Exercise goal =
Repeat the data verbatim.
* * * * * * *
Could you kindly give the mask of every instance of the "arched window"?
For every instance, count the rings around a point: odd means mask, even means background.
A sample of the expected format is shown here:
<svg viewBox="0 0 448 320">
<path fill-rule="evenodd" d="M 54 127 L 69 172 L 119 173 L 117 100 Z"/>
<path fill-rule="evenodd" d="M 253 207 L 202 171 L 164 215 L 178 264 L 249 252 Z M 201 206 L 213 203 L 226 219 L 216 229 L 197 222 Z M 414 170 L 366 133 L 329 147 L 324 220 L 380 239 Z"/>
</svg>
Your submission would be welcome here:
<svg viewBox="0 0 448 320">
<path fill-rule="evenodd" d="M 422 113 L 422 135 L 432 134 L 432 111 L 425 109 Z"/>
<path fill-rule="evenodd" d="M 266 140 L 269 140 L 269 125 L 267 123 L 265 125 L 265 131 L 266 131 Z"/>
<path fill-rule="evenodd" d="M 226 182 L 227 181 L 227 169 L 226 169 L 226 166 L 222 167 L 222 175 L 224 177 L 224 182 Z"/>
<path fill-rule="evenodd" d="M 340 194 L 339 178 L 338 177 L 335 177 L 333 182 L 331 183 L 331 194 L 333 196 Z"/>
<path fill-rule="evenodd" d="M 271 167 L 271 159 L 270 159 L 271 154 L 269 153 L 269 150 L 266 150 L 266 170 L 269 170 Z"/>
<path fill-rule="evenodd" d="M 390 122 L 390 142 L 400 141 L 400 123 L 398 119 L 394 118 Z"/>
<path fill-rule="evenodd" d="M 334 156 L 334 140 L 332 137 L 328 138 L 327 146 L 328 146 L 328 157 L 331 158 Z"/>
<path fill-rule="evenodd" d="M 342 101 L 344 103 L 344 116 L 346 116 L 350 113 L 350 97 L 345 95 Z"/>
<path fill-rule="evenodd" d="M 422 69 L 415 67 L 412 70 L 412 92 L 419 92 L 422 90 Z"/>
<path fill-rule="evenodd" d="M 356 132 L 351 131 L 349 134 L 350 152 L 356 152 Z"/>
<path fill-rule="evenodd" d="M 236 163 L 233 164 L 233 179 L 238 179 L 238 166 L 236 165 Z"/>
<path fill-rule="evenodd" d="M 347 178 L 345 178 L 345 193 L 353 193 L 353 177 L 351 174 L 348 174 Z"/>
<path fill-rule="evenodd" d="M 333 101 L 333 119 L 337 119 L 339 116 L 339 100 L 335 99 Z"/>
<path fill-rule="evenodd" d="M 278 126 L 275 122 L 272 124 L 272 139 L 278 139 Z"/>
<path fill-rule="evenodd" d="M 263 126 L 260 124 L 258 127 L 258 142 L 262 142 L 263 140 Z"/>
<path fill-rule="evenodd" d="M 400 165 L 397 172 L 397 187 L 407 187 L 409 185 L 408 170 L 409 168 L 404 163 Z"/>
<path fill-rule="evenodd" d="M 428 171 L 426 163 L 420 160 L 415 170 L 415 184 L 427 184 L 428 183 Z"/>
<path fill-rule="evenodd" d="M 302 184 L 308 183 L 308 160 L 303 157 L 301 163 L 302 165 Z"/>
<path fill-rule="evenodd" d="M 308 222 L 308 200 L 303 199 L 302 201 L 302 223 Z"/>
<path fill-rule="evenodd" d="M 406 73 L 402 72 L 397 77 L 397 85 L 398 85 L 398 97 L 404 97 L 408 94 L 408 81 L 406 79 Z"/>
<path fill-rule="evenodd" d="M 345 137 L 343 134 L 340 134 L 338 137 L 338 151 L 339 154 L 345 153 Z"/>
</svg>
* * * * * * *
Solution for this exercise =
Could you kindly give the mask of every instance of the "arched window"?
For every instance, count the rings around a point: odd means mask, even means background.
A sample of the expected format is shown here:
<svg viewBox="0 0 448 320">
<path fill-rule="evenodd" d="M 54 127 L 69 172 L 119 173 L 117 100 Z"/>
<path fill-rule="evenodd" d="M 253 207 L 202 171 L 164 215 L 178 264 L 249 252 Z M 201 206 L 213 203 L 226 219 L 216 229 L 197 222 Z M 414 170 L 366 133 L 329 147 L 324 220 L 380 239 Z"/>
</svg>
Your submission would be welcome here:
<svg viewBox="0 0 448 320">
<path fill-rule="evenodd" d="M 422 113 L 422 135 L 432 134 L 432 111 L 425 109 Z"/>
<path fill-rule="evenodd" d="M 266 140 L 269 140 L 269 125 L 267 123 L 265 125 L 265 131 L 266 131 Z"/>
<path fill-rule="evenodd" d="M 226 182 L 227 181 L 227 169 L 226 169 L 226 166 L 222 167 L 222 175 L 224 177 L 224 182 Z"/>
<path fill-rule="evenodd" d="M 340 194 L 339 178 L 338 177 L 335 177 L 333 182 L 331 183 L 331 194 L 333 196 Z"/>
<path fill-rule="evenodd" d="M 271 167 L 271 159 L 270 159 L 271 154 L 269 153 L 269 150 L 266 150 L 266 170 L 269 170 Z"/>
<path fill-rule="evenodd" d="M 390 122 L 390 142 L 400 141 L 400 123 L 398 119 L 394 118 Z"/>
<path fill-rule="evenodd" d="M 334 156 L 334 140 L 332 137 L 328 138 L 327 146 L 328 146 L 328 157 L 331 158 Z"/>
<path fill-rule="evenodd" d="M 342 101 L 344 103 L 344 116 L 346 116 L 350 113 L 350 97 L 345 95 Z"/>
<path fill-rule="evenodd" d="M 422 69 L 415 67 L 412 70 L 412 92 L 419 92 L 422 90 Z"/>
<path fill-rule="evenodd" d="M 356 132 L 351 131 L 349 134 L 350 152 L 356 152 Z"/>
<path fill-rule="evenodd" d="M 236 163 L 233 164 L 233 179 L 238 179 L 238 166 L 236 165 Z"/>
<path fill-rule="evenodd" d="M 347 178 L 345 178 L 345 193 L 353 193 L 353 177 L 351 174 L 348 174 Z"/>
<path fill-rule="evenodd" d="M 333 101 L 333 119 L 337 119 L 339 116 L 339 100 L 335 99 Z"/>
<path fill-rule="evenodd" d="M 278 126 L 275 122 L 272 124 L 272 139 L 278 139 Z"/>
<path fill-rule="evenodd" d="M 263 126 L 260 124 L 258 127 L 258 142 L 262 142 L 263 140 Z"/>
<path fill-rule="evenodd" d="M 400 165 L 397 172 L 397 187 L 407 187 L 409 185 L 408 170 L 409 168 L 404 163 Z"/>
<path fill-rule="evenodd" d="M 428 171 L 426 163 L 420 160 L 415 170 L 415 184 L 427 184 L 428 183 Z"/>
<path fill-rule="evenodd" d="M 302 184 L 308 183 L 308 160 L 303 157 L 301 163 L 302 165 Z"/>
<path fill-rule="evenodd" d="M 308 222 L 308 200 L 303 199 L 302 201 L 302 223 Z"/>
<path fill-rule="evenodd" d="M 406 73 L 402 72 L 397 77 L 397 85 L 398 85 L 398 97 L 404 97 L 408 94 L 408 81 L 406 79 Z"/>
<path fill-rule="evenodd" d="M 345 137 L 343 134 L 340 134 L 338 137 L 338 151 L 339 154 L 345 153 Z"/>
</svg>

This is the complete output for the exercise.